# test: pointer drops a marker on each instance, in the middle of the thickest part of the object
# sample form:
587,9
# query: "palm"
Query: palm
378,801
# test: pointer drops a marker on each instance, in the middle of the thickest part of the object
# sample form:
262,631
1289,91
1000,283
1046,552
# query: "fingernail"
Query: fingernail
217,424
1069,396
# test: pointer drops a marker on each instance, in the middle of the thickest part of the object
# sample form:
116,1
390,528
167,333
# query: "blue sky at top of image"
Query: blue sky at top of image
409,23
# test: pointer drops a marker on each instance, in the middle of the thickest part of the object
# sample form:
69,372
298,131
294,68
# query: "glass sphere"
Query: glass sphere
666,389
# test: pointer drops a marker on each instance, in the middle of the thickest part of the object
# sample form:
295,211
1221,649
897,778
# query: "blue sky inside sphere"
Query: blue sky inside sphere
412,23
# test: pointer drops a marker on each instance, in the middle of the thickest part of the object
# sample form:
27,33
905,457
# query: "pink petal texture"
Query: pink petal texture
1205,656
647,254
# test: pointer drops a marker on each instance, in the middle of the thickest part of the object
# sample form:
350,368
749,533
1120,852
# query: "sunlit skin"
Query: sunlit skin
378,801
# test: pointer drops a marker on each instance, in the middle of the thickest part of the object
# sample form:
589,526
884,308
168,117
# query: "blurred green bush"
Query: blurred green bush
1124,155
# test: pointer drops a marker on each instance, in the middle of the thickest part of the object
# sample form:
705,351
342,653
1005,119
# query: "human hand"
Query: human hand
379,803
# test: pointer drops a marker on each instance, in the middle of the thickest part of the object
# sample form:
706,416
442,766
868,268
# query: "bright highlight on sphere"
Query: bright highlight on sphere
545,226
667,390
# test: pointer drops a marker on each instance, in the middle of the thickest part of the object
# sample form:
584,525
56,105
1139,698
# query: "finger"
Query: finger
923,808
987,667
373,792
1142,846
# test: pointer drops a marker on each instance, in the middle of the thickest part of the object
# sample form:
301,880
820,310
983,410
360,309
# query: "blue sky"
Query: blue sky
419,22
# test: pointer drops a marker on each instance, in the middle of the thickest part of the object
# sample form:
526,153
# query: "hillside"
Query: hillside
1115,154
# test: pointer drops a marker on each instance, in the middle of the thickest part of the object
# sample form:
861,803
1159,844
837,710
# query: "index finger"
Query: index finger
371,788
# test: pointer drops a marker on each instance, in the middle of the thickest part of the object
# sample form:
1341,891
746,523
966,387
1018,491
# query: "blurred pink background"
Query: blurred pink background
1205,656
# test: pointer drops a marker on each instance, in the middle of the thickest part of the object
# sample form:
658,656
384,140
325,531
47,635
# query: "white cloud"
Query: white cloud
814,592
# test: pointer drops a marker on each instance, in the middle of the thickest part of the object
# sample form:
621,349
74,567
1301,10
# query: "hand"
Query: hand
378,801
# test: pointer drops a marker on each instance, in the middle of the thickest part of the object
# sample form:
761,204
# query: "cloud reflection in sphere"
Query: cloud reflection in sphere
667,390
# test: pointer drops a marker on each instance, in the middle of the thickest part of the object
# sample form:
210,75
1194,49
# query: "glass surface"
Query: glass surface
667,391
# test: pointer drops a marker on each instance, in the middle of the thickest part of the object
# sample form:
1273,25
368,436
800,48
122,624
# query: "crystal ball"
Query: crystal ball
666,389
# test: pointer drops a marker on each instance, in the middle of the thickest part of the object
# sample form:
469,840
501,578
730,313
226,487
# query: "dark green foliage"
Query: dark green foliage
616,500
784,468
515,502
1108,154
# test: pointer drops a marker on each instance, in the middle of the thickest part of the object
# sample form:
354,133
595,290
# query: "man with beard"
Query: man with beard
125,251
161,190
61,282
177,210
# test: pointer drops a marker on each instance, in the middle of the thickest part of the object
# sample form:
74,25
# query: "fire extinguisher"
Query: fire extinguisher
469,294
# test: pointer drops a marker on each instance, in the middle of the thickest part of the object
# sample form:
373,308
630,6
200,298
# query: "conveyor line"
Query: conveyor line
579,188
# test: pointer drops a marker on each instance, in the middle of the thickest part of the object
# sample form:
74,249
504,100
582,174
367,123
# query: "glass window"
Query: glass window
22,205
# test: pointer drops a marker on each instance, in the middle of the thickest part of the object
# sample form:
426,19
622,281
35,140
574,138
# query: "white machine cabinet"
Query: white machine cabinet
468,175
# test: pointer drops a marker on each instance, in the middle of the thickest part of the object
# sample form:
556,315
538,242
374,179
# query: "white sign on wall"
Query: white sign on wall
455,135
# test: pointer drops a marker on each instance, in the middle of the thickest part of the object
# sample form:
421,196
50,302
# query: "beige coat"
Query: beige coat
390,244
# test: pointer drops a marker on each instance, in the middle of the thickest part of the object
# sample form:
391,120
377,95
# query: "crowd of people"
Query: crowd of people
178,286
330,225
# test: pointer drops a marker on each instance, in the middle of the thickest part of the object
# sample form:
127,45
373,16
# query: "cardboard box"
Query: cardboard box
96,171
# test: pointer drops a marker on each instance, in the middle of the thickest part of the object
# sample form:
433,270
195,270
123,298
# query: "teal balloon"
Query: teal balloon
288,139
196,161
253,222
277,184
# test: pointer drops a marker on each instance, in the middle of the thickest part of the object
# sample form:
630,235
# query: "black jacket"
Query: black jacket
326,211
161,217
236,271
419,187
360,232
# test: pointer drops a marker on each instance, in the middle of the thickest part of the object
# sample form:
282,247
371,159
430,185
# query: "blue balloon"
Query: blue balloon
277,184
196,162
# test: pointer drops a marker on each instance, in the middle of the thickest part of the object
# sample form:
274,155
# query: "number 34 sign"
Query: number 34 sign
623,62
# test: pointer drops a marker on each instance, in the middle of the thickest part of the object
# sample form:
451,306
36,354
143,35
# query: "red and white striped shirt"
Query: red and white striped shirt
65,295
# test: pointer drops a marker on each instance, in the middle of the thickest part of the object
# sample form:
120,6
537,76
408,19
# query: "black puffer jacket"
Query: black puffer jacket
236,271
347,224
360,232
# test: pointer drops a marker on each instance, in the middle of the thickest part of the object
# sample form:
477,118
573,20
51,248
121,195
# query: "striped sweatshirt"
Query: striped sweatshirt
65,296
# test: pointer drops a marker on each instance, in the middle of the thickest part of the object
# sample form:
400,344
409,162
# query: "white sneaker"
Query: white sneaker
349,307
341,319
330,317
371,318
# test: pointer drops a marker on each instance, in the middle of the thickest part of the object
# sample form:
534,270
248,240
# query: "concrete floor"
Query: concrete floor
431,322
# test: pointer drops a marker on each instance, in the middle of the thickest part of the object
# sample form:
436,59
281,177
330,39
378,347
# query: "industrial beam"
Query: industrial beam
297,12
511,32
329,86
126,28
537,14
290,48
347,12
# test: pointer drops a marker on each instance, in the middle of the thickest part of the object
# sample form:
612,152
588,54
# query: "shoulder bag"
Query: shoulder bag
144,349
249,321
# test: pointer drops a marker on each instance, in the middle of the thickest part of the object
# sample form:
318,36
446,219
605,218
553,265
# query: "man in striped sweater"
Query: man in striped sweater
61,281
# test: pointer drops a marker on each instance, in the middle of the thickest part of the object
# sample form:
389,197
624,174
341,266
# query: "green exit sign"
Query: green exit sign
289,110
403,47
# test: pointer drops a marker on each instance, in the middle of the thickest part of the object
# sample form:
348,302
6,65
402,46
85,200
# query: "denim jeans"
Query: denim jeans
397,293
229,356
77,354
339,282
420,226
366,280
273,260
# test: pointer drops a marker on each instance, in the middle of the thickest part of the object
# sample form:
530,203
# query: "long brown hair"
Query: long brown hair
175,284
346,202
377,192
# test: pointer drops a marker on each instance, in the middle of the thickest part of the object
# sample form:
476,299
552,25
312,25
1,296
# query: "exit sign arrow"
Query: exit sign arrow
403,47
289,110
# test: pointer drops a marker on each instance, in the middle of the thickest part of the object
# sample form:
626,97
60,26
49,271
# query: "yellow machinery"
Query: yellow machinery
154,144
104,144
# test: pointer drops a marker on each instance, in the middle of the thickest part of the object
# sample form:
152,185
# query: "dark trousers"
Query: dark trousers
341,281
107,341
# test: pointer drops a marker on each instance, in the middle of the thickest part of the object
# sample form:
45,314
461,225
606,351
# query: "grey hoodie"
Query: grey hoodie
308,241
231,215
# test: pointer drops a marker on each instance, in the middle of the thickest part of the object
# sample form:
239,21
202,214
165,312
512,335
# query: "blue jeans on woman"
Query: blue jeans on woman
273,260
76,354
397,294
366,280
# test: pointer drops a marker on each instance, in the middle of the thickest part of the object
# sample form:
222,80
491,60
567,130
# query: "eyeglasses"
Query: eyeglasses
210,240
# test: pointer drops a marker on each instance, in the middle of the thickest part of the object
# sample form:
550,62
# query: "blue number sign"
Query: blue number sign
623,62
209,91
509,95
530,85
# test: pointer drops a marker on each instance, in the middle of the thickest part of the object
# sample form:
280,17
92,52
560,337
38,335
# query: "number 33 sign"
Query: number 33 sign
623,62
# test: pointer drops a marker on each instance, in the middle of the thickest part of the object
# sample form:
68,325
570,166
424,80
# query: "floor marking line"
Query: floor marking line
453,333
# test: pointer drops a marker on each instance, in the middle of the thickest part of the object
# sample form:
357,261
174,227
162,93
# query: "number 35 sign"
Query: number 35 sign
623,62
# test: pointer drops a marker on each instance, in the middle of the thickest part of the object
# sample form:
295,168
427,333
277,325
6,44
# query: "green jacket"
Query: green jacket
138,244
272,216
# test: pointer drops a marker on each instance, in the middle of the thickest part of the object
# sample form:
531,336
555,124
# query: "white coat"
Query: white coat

• _Exercise instructions_: Please state how many lines of the items above contain the word "people". Give only the number.

• _Completed task_: 2